● Text segment
+--

Shekhinah is derived from the Hebrew verb 'shachan'. In Biblical Hebrew the word means literally to settle, inhabit, or dwell, and is used frequently in the Hebrew Bible: "God shall dwell [shachan] in the tents of Shem" (Genesis 9:27), "And let them make Me a sanctuary, that I may dwell [shachan] among them" (Exodus 25:8) and "And Moses was not able to enter into the tent of the congregation because the cloud abode [shachan] thereon, and the glory of the LORD filled the tabernacle" (Exodus 40:35).

The word "Shekhinah" also means "royal residence".

The word for Tabernacle, mishkan in Hebrew, is a derivative of the same root, 'shachan', and is also used in the sense of dwelling-place in the Bible, e.g. "According to all that I show thee, after the pattern of the tabernacle [mishkan] and the pattern of all the instruments thereof, even so shall ye make it" (Exodus 25:9).

+--

● Information supplied
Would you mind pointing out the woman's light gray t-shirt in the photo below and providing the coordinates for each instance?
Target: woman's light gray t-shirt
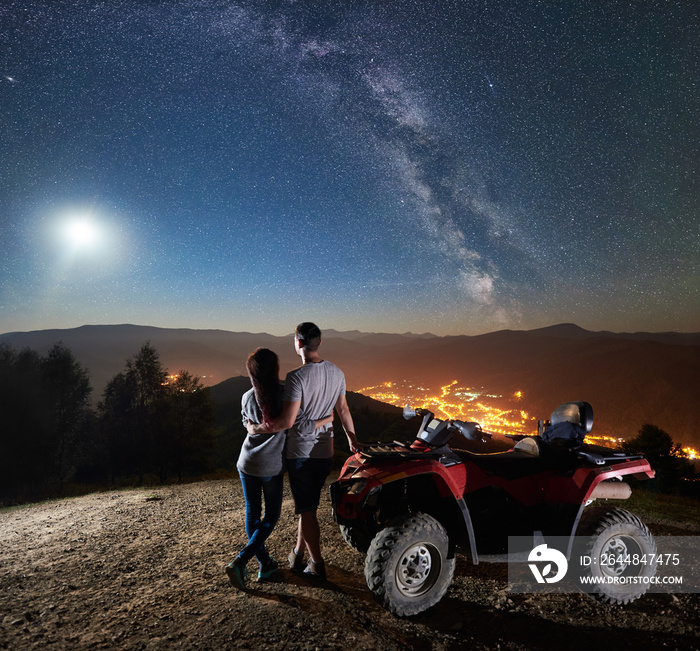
(261, 454)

+--

● Exercises
a - Summarize the passage on Shekhinah in two sentences.
b - Decide whether each statement agrees with the passage on Shekhinah, answering yes or no and quoting the deciding words: (i) the verb 'shachan' appears in Exodus 25:8; (ii) the word "Shekhinah" also means "royal residence"; (iii) mishkan comes from a different root than Shekhinah.
c - Write a continuation of the passage on Shekhinah, starting after its last sentence.
The lines are separate material and are not part of the passage on Shekhinah.

● Answers to the problems
a - Shekhinah comes from the Hebrew verb 'shachan', which in Biblical Hebrew means to settle, inhabit, or dwell and is used often in the Hebrew Bible, and the word also means "royal residence." The Hebrew word for Tabernacle, mishkan, derives from the same root and is used in the Bible in the sense of dwelling-place.

b -
(i) Yes: "And let them make Me a sanctuary, that I may dwell [shachan] among them" (Exodus 25:8).
(ii) Yes: "The word "Shekhinah" also means "royal residence"."
(iii) No: "The word for Tabernacle, mishkan in Hebrew, is a derivative of the same root, 'shachan'."

c -
The Greek word 'skene' – dwelling, tabernacle - is thought to be derived from 'shekhinah' and 'shachan', e.g. "Our fathers had the tabernacle [skene] of witness in the wilderness" (Acts 7:44).

Accordingly, in classic Jewish thought, the Shekhinah refers to a dwelling or settling in a special sense, a dwelling or settling of divine presence, to the effect that, while in proximity to the Shekhinah, the connection to God is more readily perceivable.